* RECORD EXTRACTS *
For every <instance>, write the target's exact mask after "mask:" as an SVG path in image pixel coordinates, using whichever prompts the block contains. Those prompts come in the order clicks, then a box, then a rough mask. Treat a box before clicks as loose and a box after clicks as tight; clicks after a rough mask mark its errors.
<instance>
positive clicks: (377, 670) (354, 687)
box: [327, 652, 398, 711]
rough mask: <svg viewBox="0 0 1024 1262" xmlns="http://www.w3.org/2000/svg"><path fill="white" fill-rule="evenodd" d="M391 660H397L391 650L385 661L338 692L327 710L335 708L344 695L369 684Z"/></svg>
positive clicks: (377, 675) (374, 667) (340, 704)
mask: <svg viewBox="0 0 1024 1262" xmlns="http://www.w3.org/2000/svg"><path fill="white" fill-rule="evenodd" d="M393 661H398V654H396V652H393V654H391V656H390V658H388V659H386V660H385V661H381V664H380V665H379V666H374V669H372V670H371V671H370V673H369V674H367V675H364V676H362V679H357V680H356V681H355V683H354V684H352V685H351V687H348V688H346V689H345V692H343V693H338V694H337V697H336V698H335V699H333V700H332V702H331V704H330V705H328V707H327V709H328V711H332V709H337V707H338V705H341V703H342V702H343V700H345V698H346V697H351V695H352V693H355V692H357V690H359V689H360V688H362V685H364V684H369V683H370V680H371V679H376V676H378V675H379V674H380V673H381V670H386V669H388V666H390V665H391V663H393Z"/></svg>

* PROBLEM TO SOLVE *
Repeat each record verbatim.

* ANSWER TO THIS PROBLEM *
For every <instance>, write the target's exact mask after "mask:" as an SVG path in image pixel coordinates, using whichever prompts the block contains. Those prompts come in the order clicks, then a box, then a rough mask. Treat a box before clicks as loose and a box after clicks as tight; clicks after a rough mask mark its errors.
<instance>
positive clicks: (377, 670) (354, 687)
box: [327, 652, 398, 711]
rough mask: <svg viewBox="0 0 1024 1262" xmlns="http://www.w3.org/2000/svg"><path fill="white" fill-rule="evenodd" d="M391 660H397L391 650L385 661L338 692L327 710L335 708L344 695L369 684Z"/></svg>
positive clicks: (377, 675) (374, 667) (340, 704)
mask: <svg viewBox="0 0 1024 1262" xmlns="http://www.w3.org/2000/svg"><path fill="white" fill-rule="evenodd" d="M393 661H398V654H396V652H393V654H391V656H390V658H388V659H386V660H385V661H381V664H380V665H379V666H374V669H372V670H371V671H370V673H369V674H367V675H364V676H362V679H357V680H356V681H355V683H354V684H352V685H351V687H348V688H346V689H345V692H343V693H338V694H337V697H336V698H335V699H333V700H332V702H331V704H330V705H328V707H327V709H328V711H332V709H337V707H338V705H341V703H342V702H343V700H345V698H346V697H351V695H352V693H355V692H357V690H359V689H360V688H362V685H364V684H369V683H370V680H371V679H376V676H378V675H379V674H380V673H381V670H386V669H388V666H390V665H391V663H393Z"/></svg>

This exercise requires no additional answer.